* What to work on *
Only the lines from the one holding "Target: penguin head" to the end of the data should be echoed, exactly as they appear, minus the pictures.

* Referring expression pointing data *
##############################
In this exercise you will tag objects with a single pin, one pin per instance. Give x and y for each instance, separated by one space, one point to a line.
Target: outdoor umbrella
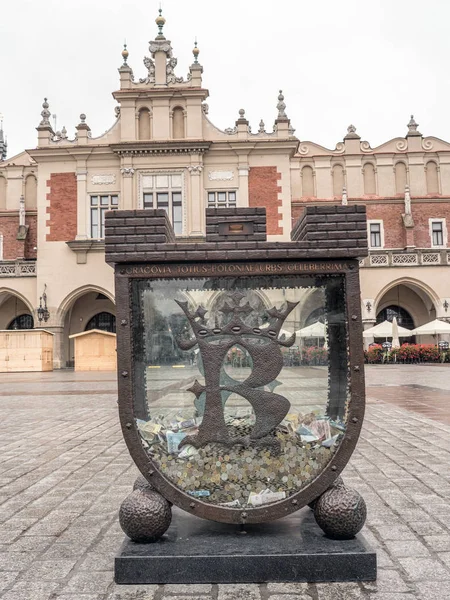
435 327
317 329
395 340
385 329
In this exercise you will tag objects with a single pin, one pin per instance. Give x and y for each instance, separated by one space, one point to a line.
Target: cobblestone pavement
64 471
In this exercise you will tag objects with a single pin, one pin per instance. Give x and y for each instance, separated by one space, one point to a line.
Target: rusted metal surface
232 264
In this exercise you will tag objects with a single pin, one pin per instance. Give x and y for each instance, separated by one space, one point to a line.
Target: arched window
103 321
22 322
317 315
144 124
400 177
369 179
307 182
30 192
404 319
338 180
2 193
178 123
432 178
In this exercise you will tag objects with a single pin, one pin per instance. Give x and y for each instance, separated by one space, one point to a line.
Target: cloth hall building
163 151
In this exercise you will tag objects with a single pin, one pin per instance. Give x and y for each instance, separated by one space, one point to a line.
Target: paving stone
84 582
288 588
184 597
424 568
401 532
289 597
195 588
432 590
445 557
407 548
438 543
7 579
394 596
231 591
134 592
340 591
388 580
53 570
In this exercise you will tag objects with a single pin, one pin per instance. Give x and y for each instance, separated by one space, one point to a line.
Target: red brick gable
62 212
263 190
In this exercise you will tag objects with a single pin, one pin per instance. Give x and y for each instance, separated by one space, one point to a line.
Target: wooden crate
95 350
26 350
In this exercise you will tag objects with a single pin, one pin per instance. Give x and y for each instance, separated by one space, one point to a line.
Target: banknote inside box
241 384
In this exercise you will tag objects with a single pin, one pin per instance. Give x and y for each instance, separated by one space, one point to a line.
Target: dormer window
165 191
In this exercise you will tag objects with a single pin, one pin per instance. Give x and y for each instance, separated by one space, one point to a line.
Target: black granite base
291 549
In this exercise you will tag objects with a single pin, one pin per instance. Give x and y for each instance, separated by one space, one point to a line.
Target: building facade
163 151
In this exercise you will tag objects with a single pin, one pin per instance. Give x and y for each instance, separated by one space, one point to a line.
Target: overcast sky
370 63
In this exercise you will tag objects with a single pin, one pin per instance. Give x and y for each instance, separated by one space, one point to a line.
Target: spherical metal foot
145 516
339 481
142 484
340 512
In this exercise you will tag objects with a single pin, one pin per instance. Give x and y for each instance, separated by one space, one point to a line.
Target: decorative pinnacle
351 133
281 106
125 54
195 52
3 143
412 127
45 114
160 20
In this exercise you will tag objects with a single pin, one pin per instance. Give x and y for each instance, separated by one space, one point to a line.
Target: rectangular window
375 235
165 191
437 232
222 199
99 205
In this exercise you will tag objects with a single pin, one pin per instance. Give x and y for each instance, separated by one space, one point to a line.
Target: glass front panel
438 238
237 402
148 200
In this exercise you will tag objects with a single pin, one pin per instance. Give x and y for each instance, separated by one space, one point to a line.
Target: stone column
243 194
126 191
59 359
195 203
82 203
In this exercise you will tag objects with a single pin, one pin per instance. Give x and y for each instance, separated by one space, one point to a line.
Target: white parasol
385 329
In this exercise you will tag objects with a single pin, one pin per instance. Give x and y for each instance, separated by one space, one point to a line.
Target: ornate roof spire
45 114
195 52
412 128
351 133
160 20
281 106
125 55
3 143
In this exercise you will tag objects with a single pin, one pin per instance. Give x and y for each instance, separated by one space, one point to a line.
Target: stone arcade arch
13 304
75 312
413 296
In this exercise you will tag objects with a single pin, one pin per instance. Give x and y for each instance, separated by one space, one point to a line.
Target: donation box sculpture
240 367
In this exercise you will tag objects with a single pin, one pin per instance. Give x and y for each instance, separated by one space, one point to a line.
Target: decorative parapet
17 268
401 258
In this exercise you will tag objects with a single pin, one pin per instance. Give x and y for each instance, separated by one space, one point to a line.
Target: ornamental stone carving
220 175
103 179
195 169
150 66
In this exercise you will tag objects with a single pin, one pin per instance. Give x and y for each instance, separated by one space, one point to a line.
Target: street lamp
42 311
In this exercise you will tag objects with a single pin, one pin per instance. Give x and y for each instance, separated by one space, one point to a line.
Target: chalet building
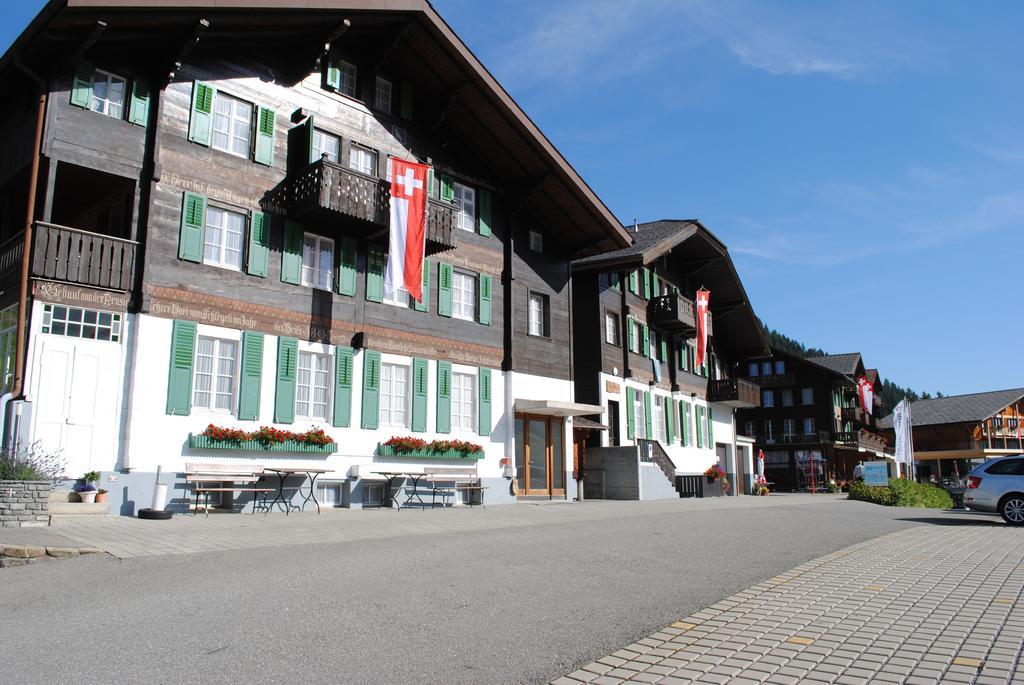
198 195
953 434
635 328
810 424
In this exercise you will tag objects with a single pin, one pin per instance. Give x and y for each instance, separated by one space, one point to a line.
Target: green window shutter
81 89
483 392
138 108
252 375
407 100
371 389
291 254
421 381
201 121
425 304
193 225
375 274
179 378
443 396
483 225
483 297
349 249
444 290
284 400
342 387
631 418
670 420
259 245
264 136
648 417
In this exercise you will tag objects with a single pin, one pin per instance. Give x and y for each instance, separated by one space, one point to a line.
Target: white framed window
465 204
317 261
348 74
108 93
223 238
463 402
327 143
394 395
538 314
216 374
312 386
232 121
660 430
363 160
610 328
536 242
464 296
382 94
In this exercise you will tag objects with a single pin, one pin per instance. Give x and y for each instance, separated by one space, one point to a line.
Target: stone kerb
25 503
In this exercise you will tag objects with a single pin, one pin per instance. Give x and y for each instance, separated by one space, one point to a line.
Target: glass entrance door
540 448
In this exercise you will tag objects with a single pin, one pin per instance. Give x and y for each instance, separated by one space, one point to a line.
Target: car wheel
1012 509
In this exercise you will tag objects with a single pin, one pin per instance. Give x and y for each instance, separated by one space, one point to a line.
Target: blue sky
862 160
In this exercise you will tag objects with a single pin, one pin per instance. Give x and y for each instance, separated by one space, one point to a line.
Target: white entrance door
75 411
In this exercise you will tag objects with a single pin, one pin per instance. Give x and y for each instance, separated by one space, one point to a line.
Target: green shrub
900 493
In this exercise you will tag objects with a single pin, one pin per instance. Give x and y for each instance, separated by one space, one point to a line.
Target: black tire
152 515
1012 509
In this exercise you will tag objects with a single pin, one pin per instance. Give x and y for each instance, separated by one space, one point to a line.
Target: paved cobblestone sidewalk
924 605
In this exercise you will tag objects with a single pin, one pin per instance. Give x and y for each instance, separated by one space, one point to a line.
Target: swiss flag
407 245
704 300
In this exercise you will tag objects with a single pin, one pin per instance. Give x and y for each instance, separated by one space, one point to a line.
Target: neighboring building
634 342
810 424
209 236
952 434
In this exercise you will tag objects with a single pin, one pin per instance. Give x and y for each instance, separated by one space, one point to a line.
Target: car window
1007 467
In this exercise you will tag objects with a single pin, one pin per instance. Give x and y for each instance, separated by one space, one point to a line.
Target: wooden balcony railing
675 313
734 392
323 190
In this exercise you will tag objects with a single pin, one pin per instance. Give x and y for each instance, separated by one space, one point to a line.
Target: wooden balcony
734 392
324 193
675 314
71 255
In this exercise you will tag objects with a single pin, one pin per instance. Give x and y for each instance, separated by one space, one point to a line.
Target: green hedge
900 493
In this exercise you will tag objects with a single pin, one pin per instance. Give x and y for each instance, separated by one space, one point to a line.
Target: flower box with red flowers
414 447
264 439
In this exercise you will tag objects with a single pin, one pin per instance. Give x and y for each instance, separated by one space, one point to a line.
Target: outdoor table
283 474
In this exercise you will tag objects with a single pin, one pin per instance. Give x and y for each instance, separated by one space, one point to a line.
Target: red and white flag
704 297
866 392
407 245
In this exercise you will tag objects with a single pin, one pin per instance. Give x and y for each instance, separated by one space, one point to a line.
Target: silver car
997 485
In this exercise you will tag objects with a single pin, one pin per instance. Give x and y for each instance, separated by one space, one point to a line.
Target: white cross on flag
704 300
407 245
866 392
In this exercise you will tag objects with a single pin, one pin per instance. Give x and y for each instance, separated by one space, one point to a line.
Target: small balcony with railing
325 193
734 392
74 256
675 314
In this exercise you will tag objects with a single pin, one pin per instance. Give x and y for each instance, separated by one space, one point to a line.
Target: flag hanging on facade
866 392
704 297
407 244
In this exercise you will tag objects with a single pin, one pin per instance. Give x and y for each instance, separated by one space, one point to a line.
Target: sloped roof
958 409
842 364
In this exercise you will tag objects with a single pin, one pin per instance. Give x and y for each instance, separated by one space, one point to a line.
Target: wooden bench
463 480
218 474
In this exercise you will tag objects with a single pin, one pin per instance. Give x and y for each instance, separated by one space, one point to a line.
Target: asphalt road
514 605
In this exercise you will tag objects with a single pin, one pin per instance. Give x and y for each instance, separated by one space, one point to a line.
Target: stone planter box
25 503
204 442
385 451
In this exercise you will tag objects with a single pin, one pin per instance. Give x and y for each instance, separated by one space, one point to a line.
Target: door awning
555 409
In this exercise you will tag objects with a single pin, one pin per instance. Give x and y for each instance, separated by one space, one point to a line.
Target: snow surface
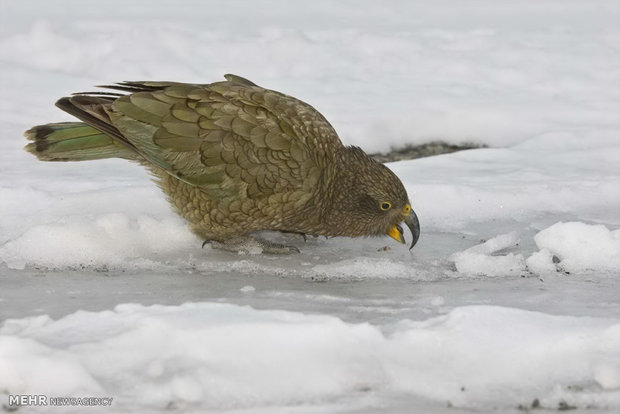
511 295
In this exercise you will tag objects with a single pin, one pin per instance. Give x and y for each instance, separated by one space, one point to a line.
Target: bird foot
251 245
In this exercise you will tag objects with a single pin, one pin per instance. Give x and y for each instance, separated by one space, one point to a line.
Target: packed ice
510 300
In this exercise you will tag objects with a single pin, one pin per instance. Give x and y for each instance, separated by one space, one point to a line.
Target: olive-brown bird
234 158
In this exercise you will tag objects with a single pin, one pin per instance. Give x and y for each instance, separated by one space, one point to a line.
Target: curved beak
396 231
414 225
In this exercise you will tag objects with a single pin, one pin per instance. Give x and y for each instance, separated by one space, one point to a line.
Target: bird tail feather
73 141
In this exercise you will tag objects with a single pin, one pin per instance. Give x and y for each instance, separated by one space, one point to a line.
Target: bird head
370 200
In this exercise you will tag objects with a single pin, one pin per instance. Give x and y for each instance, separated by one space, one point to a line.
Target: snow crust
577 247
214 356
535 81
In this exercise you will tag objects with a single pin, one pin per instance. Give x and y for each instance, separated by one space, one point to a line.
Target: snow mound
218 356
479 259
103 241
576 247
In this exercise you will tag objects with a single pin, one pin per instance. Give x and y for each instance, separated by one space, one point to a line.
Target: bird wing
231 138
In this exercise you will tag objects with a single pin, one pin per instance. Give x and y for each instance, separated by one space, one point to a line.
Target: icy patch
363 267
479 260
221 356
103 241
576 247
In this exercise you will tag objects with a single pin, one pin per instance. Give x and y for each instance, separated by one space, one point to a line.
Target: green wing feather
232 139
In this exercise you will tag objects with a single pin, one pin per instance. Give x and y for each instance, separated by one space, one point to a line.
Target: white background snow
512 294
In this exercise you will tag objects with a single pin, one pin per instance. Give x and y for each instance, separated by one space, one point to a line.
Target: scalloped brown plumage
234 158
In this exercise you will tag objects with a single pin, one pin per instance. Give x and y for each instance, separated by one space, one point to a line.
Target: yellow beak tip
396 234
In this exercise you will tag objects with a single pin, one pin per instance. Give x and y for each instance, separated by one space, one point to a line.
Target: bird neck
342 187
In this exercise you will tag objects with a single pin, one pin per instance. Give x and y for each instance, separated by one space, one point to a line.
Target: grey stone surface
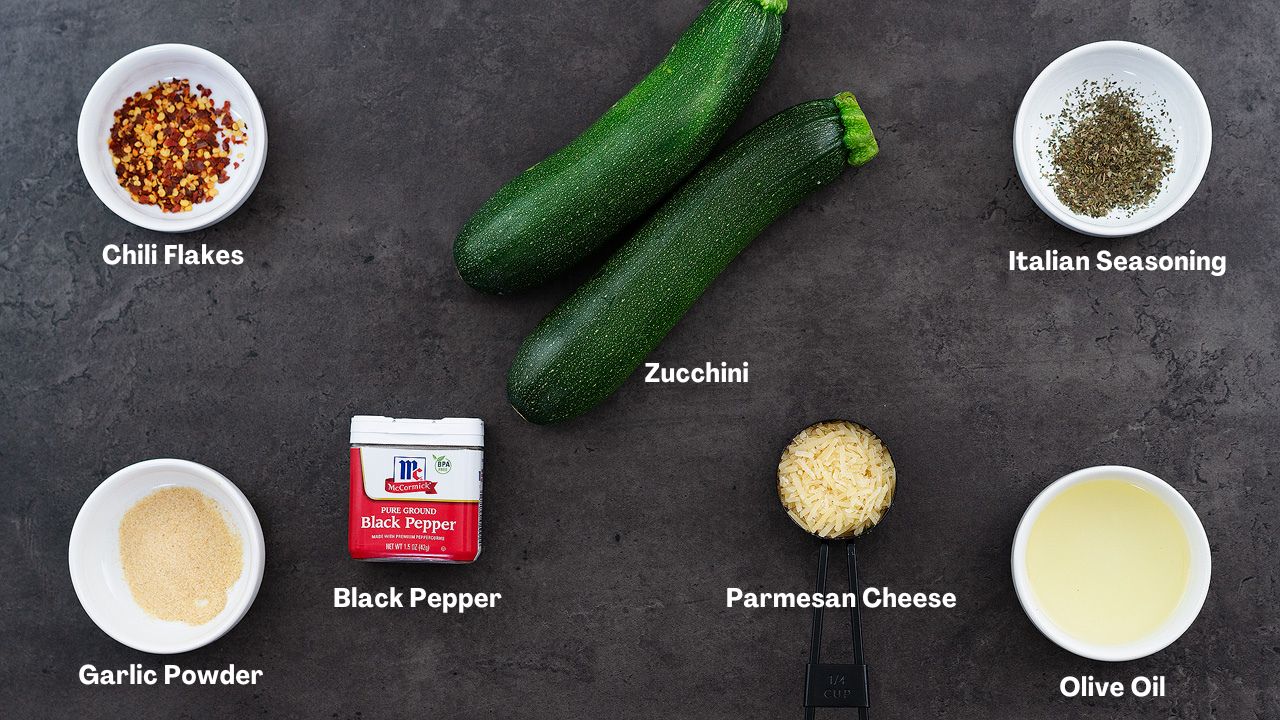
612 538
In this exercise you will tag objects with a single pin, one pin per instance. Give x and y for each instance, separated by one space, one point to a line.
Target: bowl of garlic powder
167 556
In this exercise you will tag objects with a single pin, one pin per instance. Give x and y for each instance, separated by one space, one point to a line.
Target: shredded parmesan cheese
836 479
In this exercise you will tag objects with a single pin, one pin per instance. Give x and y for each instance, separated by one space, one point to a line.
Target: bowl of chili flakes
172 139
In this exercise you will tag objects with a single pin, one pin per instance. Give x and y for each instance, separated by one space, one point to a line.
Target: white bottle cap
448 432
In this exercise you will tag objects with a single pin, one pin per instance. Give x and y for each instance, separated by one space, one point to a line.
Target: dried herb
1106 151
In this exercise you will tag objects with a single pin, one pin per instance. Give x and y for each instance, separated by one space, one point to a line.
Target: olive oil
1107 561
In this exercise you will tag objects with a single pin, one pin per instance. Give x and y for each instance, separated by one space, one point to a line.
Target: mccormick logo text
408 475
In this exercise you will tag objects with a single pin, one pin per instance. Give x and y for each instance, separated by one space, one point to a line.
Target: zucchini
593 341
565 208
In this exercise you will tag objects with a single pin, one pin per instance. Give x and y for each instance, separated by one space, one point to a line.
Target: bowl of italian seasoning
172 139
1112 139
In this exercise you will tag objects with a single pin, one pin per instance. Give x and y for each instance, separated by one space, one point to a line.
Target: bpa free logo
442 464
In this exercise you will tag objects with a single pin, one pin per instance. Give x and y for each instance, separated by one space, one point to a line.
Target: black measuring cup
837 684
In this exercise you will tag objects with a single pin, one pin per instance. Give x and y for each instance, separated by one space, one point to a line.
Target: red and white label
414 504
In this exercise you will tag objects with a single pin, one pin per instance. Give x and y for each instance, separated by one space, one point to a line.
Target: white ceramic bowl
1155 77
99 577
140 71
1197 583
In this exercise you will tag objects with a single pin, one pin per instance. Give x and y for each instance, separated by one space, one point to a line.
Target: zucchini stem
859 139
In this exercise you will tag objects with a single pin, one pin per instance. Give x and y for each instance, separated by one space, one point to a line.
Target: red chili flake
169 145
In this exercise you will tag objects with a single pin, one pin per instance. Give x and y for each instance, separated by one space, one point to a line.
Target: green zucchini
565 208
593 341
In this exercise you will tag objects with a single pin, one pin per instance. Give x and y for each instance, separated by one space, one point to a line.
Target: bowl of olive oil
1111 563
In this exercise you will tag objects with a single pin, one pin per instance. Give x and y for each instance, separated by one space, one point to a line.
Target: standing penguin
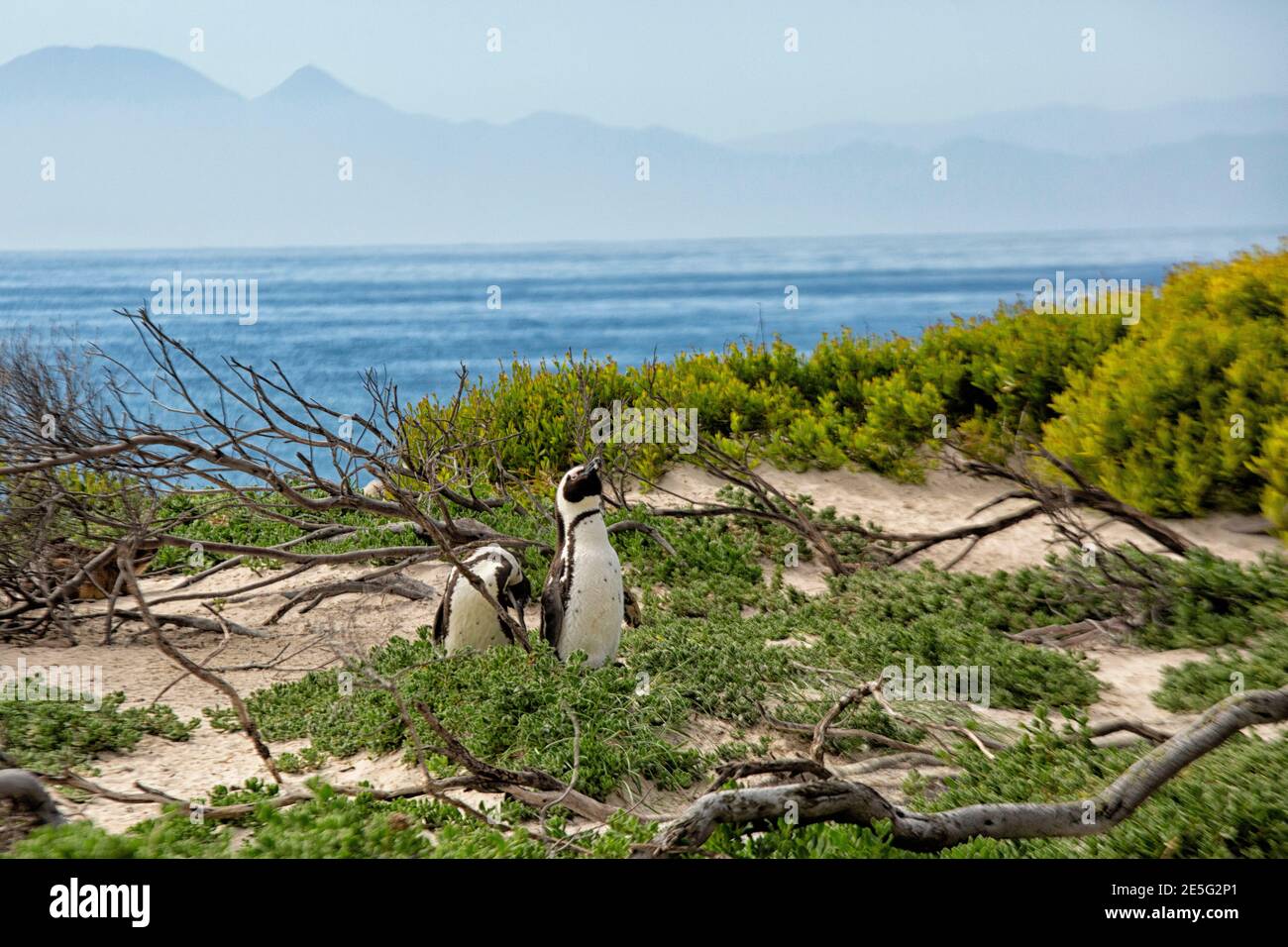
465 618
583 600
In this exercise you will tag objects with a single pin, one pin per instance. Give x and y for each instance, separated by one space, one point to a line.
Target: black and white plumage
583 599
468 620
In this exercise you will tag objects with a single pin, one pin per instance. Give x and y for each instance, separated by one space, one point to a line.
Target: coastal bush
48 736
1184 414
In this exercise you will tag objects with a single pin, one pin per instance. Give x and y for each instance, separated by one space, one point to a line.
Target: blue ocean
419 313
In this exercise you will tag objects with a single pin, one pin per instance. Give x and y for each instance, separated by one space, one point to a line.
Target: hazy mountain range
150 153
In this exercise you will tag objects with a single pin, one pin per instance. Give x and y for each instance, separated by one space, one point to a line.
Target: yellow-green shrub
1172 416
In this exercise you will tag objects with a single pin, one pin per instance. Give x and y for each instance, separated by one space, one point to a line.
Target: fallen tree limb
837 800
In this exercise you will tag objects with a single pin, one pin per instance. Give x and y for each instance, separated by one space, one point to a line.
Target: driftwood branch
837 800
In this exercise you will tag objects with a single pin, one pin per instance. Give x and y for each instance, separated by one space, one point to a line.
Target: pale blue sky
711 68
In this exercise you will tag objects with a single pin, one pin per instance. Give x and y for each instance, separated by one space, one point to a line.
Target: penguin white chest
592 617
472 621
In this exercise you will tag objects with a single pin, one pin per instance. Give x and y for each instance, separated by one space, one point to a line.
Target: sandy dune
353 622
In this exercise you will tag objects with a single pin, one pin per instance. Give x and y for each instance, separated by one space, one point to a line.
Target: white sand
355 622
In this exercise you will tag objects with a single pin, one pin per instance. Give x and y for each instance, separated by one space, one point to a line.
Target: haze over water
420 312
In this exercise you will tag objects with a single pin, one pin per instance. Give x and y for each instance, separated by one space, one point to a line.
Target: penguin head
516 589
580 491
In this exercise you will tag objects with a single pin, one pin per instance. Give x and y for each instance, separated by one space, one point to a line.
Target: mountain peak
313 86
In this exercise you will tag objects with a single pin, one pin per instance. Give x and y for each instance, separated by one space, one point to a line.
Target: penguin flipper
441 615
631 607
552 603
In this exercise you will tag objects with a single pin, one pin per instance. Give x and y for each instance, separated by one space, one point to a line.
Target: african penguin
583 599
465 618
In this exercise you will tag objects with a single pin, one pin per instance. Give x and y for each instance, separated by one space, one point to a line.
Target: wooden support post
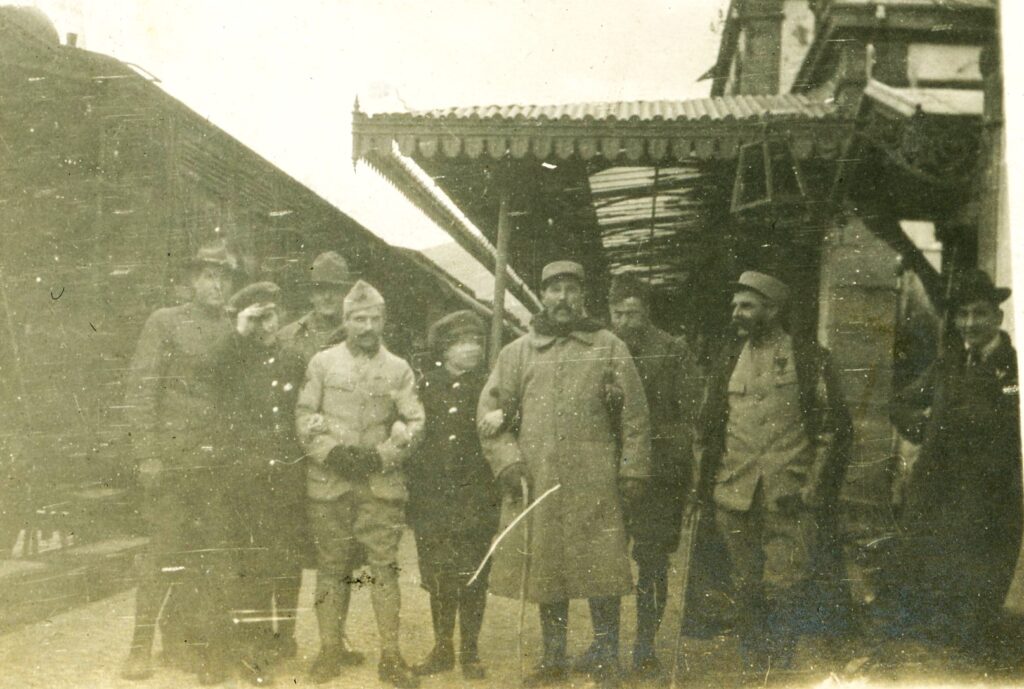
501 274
##############################
* The completed task *
Target: penguin head
516 589
580 491
In this exercise you will tag objects with a single pin, one pin per instance. Give x and y for each instance, separated by one space, one point to a line.
Target: mountain peak
313 86
In this exercise you will tag objects with a single pin, one pin per instance. Give x and y for each instance, separated by one space, one point to a line.
Target: penguin flipper
441 615
631 607
552 603
In this exercise you will tag objects with a single pin, one pin per instance. Give x and y for each instance, separated by one space, one point to a line.
Target: african penguin
583 599
465 618
In this exercise you will tag objects with a single pin, one pin per instance. Give x and y for each instance, separated by one space, one point to a line.
Target: wooden support post
501 274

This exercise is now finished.